§ RECORDS TO USE
=-=-=-=-=

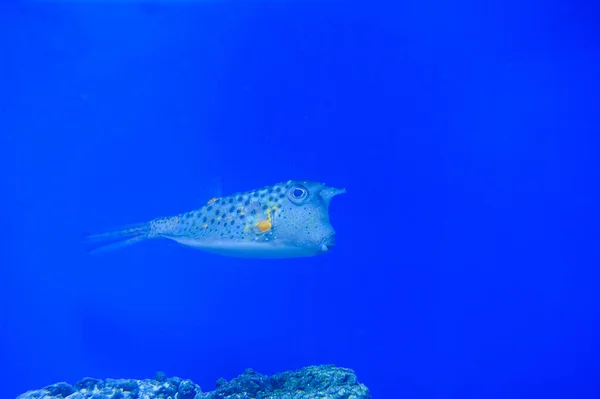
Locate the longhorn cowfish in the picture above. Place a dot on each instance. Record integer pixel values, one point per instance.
(285, 220)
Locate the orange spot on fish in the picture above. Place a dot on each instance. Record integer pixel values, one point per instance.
(264, 225)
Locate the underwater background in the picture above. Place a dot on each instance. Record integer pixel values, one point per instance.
(465, 134)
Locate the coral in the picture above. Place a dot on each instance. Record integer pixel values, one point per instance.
(311, 382)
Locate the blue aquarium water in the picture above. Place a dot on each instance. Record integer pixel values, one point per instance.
(464, 134)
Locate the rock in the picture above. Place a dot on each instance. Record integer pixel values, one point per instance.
(312, 382)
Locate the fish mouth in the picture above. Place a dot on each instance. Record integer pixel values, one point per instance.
(329, 192)
(327, 244)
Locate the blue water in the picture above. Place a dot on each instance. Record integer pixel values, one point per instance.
(465, 134)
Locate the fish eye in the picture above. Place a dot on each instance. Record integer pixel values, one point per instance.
(298, 194)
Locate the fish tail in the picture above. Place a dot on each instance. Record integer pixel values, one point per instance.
(118, 238)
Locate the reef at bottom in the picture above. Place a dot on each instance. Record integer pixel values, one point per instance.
(311, 382)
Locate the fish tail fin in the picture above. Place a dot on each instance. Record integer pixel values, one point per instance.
(118, 238)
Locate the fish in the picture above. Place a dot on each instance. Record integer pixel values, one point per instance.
(285, 220)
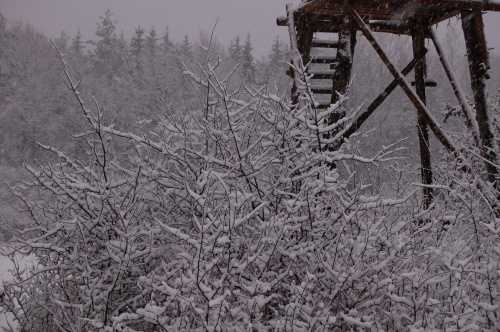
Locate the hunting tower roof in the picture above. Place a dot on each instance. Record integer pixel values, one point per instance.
(393, 16)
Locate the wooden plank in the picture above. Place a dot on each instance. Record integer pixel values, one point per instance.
(472, 25)
(419, 105)
(381, 97)
(418, 42)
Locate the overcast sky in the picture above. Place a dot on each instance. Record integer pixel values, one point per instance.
(183, 17)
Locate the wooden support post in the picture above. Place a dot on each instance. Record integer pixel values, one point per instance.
(418, 41)
(343, 71)
(345, 54)
(477, 54)
(381, 97)
(419, 105)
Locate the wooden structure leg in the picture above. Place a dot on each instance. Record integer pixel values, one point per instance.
(343, 72)
(419, 105)
(418, 41)
(477, 54)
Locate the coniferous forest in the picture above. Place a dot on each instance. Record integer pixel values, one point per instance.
(172, 185)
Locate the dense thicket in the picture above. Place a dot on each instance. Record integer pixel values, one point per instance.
(192, 201)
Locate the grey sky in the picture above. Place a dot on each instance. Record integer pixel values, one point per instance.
(184, 17)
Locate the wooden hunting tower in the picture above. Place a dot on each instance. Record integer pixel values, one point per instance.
(416, 18)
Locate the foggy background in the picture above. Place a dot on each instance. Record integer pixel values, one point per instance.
(183, 17)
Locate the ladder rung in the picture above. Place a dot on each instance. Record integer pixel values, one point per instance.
(323, 59)
(321, 89)
(321, 74)
(325, 43)
(428, 82)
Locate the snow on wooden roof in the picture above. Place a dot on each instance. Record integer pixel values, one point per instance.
(386, 15)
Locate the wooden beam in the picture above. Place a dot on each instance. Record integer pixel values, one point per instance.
(462, 100)
(477, 54)
(381, 97)
(418, 42)
(419, 105)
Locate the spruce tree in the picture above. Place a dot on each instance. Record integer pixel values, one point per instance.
(235, 49)
(247, 61)
(77, 44)
(152, 40)
(137, 42)
(166, 43)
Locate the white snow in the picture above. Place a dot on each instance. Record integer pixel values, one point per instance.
(5, 266)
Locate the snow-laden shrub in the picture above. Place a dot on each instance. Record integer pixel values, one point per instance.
(238, 220)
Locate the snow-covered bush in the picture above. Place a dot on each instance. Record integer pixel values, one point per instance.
(237, 220)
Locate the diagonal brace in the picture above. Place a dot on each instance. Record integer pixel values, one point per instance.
(416, 101)
(381, 97)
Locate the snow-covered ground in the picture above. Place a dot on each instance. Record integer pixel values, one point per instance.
(5, 274)
(5, 266)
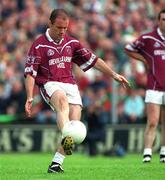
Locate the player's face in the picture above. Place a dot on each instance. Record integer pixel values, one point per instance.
(162, 22)
(59, 28)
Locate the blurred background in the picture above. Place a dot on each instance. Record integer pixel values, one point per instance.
(115, 117)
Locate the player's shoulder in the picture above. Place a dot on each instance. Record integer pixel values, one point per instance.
(71, 39)
(40, 39)
(150, 34)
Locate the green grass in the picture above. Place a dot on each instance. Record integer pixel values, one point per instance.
(34, 166)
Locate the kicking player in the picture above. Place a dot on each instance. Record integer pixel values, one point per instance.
(49, 64)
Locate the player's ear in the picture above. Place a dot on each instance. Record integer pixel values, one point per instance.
(50, 23)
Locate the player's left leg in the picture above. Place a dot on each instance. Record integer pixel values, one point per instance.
(162, 150)
(153, 114)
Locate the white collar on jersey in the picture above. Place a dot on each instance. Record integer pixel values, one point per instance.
(160, 33)
(50, 39)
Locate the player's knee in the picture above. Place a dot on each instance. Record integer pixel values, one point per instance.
(63, 103)
(152, 124)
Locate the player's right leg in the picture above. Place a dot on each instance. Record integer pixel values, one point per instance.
(153, 113)
(58, 101)
(162, 150)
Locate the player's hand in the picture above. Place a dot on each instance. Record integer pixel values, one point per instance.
(121, 79)
(28, 107)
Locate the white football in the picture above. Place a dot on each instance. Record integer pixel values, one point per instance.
(76, 129)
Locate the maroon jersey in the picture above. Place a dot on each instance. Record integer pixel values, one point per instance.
(49, 61)
(152, 47)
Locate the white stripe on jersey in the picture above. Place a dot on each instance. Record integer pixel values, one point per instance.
(88, 63)
(68, 43)
(30, 69)
(44, 45)
(151, 37)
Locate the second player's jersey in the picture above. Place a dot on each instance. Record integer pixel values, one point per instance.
(49, 61)
(152, 47)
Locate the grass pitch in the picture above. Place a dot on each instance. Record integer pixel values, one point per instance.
(34, 166)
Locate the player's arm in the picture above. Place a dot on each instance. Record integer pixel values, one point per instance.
(104, 68)
(135, 55)
(29, 86)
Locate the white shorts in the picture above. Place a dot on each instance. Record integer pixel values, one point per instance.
(71, 91)
(156, 97)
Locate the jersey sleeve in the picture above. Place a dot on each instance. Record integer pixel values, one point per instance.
(83, 57)
(33, 59)
(137, 46)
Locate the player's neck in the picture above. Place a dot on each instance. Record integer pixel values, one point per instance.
(55, 38)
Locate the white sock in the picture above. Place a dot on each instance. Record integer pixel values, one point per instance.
(147, 151)
(58, 158)
(162, 150)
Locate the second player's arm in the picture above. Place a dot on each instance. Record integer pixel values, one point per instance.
(104, 68)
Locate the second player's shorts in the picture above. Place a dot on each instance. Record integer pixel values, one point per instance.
(156, 97)
(71, 91)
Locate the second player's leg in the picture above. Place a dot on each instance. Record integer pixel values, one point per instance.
(153, 114)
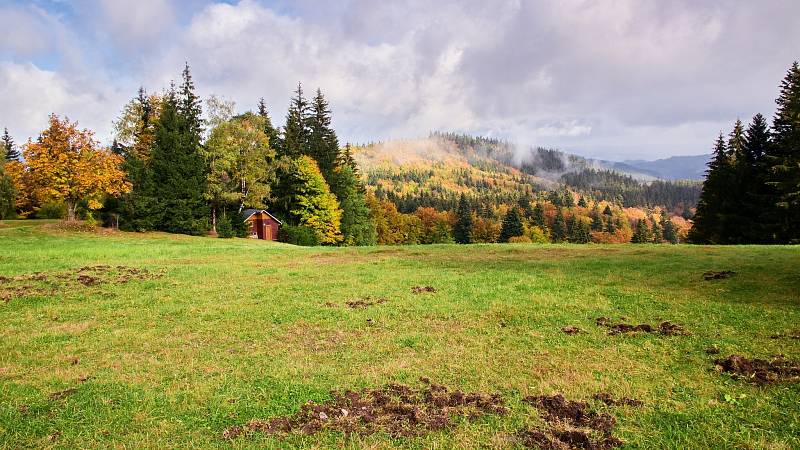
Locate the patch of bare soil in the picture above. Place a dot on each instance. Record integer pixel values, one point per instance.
(795, 334)
(395, 409)
(609, 400)
(664, 328)
(52, 283)
(569, 425)
(366, 302)
(423, 290)
(62, 394)
(717, 275)
(760, 371)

=-=-=-=-=

§ GIVEN TASK
Restate each entry word for word, leaving out any pictures.

§ FINAL ANSWER
Locate the longhorn cowfish in the picture above. Place a dot on each instance. Record integer pixel values, one point per instance.
(285, 220)
Locate the orange spot on fish in the picture above. Place a dot on each instance. Record integer pixel values, one point per instance.
(264, 225)
Locate the underwater background in the picture above. Place a dot on each instance. Record integer pixel values, one point per instance.
(465, 134)
Locate the coral in the picture above. Place a dot on each instance. Record integer pixel values, one point per instance.
(311, 382)
Locate the blue aquarium water in the picture above. Place a dot on each instance. Record integer pixel values, one point per instance.
(464, 134)
Locate the rock in the picture above. Place a dot on each instance. Record integer pixel values, one point per instance.
(312, 382)
Locate the fish mouth in the picture above. Place a dot on each instance. Record integer pixel values, one point per instance.
(329, 192)
(327, 244)
Locate the blue water in the picture above. Place a dot on each instance. Record integer pixel values, one point per instance.
(465, 134)
Locate the fish eye in the picture above. Place a dot on each instance. Record integer pixel values, one point per instance.
(298, 194)
Locate the fish tail in the picture above. Place a dot on each instance. Record integer pixel values, one point per instance.
(118, 238)
Locate the reef at bottom in the picture above. Place a dot on each instance. Record integer pixel values, one point per instance.
(311, 382)
Locate the fish tail fin in the picture above. Place a dot on each instance. Record integer pixel values, one point per instance.
(118, 238)
Locate the fish in the picture above. Place a dot on each instance. Record integer pixel values, one point per instance.
(285, 220)
Locate the hunting tower roof in the picture above. Place a dot on each instance. Record integer pixel values, one point per instance.
(393, 16)
Locate the wooden plank in the picture above. Place a dot on each instance. Record integer pixel values, one point per instance.
(472, 25)
(419, 105)
(381, 97)
(418, 42)
Locate the overcast sky in the picture above. Place a dot on each instance. Record integer pixel values, one point per instance.
(183, 17)
Locate the wooden support post in the picture above. Place a dot on each instance. Record integer pixel values, one point per instance.
(418, 41)
(343, 71)
(345, 54)
(477, 54)
(381, 97)
(419, 105)
Locate the wooden structure leg in the picture above. Place a dot on each instance. Record integer pixel values, one point per instance.
(343, 72)
(419, 105)
(418, 41)
(477, 54)
Locate the coniferous forest in the picture above. Place a dot on each instance. Record integer pixel values, one point per instance.
(172, 185)
Locate the dense thicket in the picture above. Place a dot on each instance. Record integer pixel values, one point per instance.
(192, 201)
Locate the grey sky in the picture above. Place a dot on each instance. Record integer pixel values, one point per instance.
(184, 17)
Locate the wooden hunting tower in the picture above. Place a dot on each instance. Record integer pixel values, one point per instance.
(416, 18)
Locate the foggy background in the picture above. Place a dot on each instance. Record integer pixel values, one point per instance.
(183, 17)
Locate the ladder rung in the picture above. Place a dot on each instance. Record integer pixel values, one point per instance.
(323, 59)
(321, 89)
(321, 74)
(325, 43)
(428, 82)
Locate the snow on wooden roof in the picture above. Place a dot on each instance. Record integer pixel values, one point per instance.
(386, 15)
Locate the wooden beam in the picture above. Place a dot on each instance. Record integer pixel values, one point per instance.
(462, 100)
(477, 54)
(381, 97)
(418, 42)
(419, 105)
Locate the spruce tree in the picture above. Place a dot on each instance. Record integer pixel values, one point per instance.
(235, 49)
(247, 61)
(77, 44)
(152, 40)
(137, 42)
(166, 43)
Locate the white snow in the picture above. Place a dot on each instance. Record integer pixel values, one point per instance.
(5, 266)
Locate the snow-laden shrub in the picture above. Place a dot on each instance. Record integer pixel values, one point per instance.
(238, 220)
Locate the snow-covered bush in the picture above. Place a dot on each instance. Record integer pixel values, one point per instance.
(237, 220)
Locate the diagonal brace in the picture above. Place a dot on each instance. Record integer pixel values, one point per instance.
(416, 101)
(381, 97)
Locate the snow-covered ground in the picture above. Place a dot on each instance. Record integer pixel values, one point per instance.
(5, 274)
(5, 266)
Locate the player's face in the picture above. Place a dot on each instance. Record integer pixel values, one point per instance.
(162, 22)
(59, 28)
Locate the blurred background in the picture above. Place a dot on each instance. Record integer pixel values, one point per instance.
(115, 117)
Locate the player's shoulder in the picture above. Place a dot on each instance. Record integer pixel values, one point per instance.
(71, 39)
(40, 39)
(150, 34)
Locate the green grass in the picture above. Place a dot on each instance. Record integer pixel values, one point per instance.
(34, 166)
Locate the kicking player in the picture above. Place a dot on each instance. Record integer pixel values, one point per instance.
(49, 64)
Locate the player's ear in the picture above. Place a dot on each instance. Record integer pixel values, one point per instance.
(50, 23)
Locate the player's left leg in the picture above. Place a dot on each instance. Record integer pixel values, one point per instance.
(162, 150)
(153, 114)
Locate the white collar on jersey in the picture above. Place a dot on each instance. Record integer pixel values, one point per instance.
(160, 33)
(50, 39)
Locate the player's knee in the picture above. Place a dot on each instance. Record integer pixel values, one point per instance.
(63, 103)
(152, 124)
Locate the player's right leg in the picture above. Place a dot on each instance. Record integer pixel values, one point per instance.
(153, 113)
(58, 101)
(162, 150)
Locate the player's hand in the picture above. Place a dot on each instance. Record integer pixel values, one point per instance.
(121, 79)
(28, 107)
Locate the white football in the picture above. Place a dot on each instance. Record integer pixel values, one point per instance.
(76, 129)
Locate the maroon jersey in the picture above. Place a dot on each instance. Record integer pixel values, one point per instance.
(49, 61)
(152, 47)
Locate the white stripe on jersey in the picture above. Place a dot on each instance. Record integer pixel values, one point per instance.
(88, 63)
(68, 43)
(30, 69)
(44, 45)
(151, 37)
Locate the second player's jersey in the picture above. Place a dot on each instance. Record integer pixel values, one point per instance.
(49, 61)
(152, 47)
Locate the grass pitch in the picture above. Place a dot on each instance. Record integer pixel values, one point per instance.
(34, 166)
Locate the player's arm in the picture above. Place a dot on each instance. Record integer pixel values, one point per instance.
(104, 68)
(135, 55)
(29, 86)
Locate the white shorts in the picture above. Place a dot on each instance. Record integer pixel values, one point per instance.
(71, 91)
(156, 97)
Locate the jersey sleeve in the picture above. Place a dot on each instance. Record integer pixel values, one point per instance.
(83, 57)
(33, 59)
(137, 46)
Locate the player's neck in the picture above. Place a dot on each instance. Record integer pixel values, one point per instance.
(55, 38)
Locate the white sock in the picture above. Place a dot on each instance. Record integer pixel values, one point per instance.
(147, 151)
(58, 158)
(162, 150)
Locate the second player's arm in the picture above. Place a dot on each instance. Record integer pixel values, one point per instance.
(104, 68)
Locate the second player's shorts in the picture above. Place a dot on each instance. Record integer pixel values, one point per instance.
(156, 97)
(71, 91)
Locate the second player's leg in the picture above. Place a dot on each instance. Record integer pixel values, one point per instance.
(153, 114)
Locate the patch of bare soil in the picture above. Place a dot on each instance. Record integer pixel values, one point per instance.
(795, 334)
(395, 409)
(609, 400)
(664, 328)
(52, 283)
(569, 425)
(366, 302)
(423, 290)
(62, 394)
(717, 275)
(760, 371)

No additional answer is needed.